Selected passage below:
After significant population growth in the second half of the 19th century, particularly associated with carding (disentangling fibres) for the textile industry, civic leaders decided to procure a town hall to celebrate the Golden Jubilee of Queen Victoria: the site they selected had been occupied by a school and some residential properties on the north side of Church Street.

The foundation stone for the new building was laid by William Anderton of Elm Bank on 21 June 1890. It was designed by Mawson & Hudson of Bradford in the Queen Anne style and was built at a cost of £13,900, which was financed, in part, by public subscription. It was officially opened by the Chairman of the Town Hall Committee, Joseph Law, on 10 February 1892. A plaque was subsequently placed in the room adjacent to the assembly hall to commemorate the life of Elymas Wadsworth, Law's predecessor, who had chaired the committee throughout the development stage of the town hall.

The design involved an asymmetrical main frontage with four bays facing onto Bradford Road; the right hand of the two central bays featured a steep flight of steps leading up to an arched doorway with a square clock tower above. The end bay on the left featured an Ipswich window on the first floor with a gable above, while the end bay on the right, which projected forward, featured a small stone balcony with two tall sash windows and a flagpole on the second floor within the gable. Internally, the principal rooms were the council chamber and the assembly hall, the latter of which featured a proscenium arch. The Cambridge-chiming clock was designed and manufactured by Potts of Leeds and the bells were cast by John Taylor & Co of Loughborough.

The building became the headquarters of Cleckheaton Urban District Council, when it was formed in 1894, and of the enlarged Spenborough Urban District Council, when it was established in 1915. On 20 May 1926, the town hall was the venue for an important speech by the future leader of the National Liberal Party, Sir John Simon, who called for unity in the wake of the collapse of the General Strike: he said the British people should "retrace the false steps and acknowledge a grievous error ".

After the council was granted a charter of incorporation in July 1955, the town hall became the headquarters of the new municipal borough. However, it ceased to be the local seat of government when the enlarged Kirklees Council was formed in 1974. A stained glass window which depicted the coat of arms of Spenborough was installed in the town hall after the council was abolished. The town hall became a regular venue for the annual Cleckheaton Folk Festival which promoted local musical and literary initiatives after it was launched in 1988.
End of Selected passage.
Revise the town hall passage starting with "After the council was granted" and going on through "launched in 1988.", putting "memorial window" in place of "stained glass window". The entries after this point are separate material with no connection to the town hall passage.
Material provided below:
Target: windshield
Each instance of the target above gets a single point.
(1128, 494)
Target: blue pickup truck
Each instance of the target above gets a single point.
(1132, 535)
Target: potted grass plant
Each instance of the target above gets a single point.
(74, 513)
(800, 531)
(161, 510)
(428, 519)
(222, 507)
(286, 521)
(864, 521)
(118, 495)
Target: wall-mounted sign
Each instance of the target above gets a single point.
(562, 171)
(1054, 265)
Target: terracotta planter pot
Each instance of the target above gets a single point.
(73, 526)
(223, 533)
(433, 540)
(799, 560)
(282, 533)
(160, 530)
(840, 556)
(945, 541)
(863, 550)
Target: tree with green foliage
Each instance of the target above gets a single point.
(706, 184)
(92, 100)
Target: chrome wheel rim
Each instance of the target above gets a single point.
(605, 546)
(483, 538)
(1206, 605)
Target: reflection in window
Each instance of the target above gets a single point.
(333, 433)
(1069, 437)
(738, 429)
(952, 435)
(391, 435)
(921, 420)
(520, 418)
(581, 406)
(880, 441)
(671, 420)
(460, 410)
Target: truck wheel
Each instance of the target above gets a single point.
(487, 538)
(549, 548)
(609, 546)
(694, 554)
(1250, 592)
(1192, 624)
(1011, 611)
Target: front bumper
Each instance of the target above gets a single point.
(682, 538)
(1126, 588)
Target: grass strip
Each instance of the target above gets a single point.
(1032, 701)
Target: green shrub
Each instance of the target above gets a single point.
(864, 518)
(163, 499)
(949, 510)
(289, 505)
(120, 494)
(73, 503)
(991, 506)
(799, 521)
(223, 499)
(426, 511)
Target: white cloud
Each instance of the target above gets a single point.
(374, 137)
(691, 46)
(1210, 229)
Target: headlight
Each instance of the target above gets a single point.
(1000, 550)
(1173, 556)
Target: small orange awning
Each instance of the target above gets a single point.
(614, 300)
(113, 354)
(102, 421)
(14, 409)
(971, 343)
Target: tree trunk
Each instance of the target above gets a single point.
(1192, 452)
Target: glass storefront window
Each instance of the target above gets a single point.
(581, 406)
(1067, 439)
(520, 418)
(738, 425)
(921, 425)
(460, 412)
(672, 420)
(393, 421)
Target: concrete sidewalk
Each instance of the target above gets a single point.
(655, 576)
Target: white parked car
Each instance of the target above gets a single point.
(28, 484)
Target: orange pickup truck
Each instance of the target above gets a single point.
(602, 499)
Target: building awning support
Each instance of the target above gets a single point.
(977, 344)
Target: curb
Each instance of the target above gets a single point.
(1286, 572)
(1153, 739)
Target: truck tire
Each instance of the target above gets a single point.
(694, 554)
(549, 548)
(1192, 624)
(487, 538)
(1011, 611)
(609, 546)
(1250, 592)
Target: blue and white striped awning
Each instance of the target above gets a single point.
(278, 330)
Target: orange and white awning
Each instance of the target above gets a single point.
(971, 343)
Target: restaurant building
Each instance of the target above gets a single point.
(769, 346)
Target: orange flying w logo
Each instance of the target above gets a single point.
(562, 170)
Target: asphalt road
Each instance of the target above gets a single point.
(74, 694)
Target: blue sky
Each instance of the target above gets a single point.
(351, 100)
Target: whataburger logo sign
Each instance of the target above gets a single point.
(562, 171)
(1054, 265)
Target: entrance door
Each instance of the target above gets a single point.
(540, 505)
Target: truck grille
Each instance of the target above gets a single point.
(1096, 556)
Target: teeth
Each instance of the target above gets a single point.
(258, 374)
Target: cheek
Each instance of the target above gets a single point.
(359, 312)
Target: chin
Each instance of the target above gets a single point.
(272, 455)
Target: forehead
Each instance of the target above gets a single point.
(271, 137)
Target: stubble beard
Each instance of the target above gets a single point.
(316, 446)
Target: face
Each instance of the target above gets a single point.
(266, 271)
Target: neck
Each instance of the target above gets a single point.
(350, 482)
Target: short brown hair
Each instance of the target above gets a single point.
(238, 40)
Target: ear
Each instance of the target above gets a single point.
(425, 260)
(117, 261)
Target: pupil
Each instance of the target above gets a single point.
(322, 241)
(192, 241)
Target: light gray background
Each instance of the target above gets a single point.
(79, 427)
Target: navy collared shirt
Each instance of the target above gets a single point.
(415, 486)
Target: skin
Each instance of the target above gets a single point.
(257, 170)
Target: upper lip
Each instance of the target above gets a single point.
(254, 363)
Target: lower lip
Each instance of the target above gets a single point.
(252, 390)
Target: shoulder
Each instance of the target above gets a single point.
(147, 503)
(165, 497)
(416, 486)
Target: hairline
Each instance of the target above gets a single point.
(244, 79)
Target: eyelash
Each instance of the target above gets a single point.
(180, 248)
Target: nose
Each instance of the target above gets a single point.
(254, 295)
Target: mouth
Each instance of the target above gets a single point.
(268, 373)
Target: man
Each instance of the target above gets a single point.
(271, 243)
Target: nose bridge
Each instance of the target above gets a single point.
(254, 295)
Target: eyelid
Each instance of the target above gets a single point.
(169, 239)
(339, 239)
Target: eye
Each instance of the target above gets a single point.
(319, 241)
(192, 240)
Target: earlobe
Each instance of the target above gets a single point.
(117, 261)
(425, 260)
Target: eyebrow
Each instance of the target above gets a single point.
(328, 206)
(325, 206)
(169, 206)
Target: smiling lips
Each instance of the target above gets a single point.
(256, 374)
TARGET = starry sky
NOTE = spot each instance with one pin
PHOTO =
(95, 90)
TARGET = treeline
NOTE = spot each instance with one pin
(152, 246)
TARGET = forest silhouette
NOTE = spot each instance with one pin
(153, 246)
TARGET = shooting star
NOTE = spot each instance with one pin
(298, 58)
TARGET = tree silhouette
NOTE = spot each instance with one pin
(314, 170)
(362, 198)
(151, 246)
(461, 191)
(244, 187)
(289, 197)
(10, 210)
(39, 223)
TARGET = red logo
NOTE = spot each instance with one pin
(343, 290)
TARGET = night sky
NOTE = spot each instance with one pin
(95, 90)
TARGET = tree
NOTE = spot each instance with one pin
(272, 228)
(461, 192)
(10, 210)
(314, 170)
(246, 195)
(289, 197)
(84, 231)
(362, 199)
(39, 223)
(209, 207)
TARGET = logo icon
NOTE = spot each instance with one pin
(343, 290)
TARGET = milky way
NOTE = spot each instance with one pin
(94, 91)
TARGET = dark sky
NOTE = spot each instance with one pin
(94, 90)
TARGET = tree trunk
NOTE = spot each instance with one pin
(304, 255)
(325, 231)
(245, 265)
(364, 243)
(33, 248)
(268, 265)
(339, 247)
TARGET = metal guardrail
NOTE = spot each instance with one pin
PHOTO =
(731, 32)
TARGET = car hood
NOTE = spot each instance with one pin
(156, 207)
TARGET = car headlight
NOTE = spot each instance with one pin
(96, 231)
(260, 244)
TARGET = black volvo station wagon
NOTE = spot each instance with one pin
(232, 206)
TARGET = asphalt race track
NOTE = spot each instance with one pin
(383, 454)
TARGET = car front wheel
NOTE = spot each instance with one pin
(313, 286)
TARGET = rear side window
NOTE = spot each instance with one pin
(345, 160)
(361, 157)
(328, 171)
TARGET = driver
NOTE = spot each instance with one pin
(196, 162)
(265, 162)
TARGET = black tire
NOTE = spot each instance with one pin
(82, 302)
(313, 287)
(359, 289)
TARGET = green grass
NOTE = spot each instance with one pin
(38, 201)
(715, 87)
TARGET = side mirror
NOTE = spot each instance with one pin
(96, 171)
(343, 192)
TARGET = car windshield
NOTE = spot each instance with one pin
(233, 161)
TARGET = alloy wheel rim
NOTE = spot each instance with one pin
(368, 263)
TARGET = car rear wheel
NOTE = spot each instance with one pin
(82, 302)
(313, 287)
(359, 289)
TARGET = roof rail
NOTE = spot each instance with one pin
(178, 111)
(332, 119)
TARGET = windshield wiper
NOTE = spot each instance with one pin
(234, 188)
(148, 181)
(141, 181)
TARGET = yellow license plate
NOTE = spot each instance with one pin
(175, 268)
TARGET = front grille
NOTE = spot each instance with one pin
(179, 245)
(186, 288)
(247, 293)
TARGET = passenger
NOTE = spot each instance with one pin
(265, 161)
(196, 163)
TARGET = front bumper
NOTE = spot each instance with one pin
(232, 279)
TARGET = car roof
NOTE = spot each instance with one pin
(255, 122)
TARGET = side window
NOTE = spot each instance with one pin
End of Material provided.
→ **Reply to the task**:
After the council was granted a charter of incorporation in July 1955, the town hall became the headquarters of the new municipal borough. However, it ceased to be the local seat of government when the enlarged Kirklees Council was formed in 1974. A memorial window which depicted the coat of arms of Spenborough was installed in the town hall after the council was abolished. The town hall became a regular venue for the annual Cleckheaton Folk Festival which promoted local musical and literary initiatives after it was launched in 1988.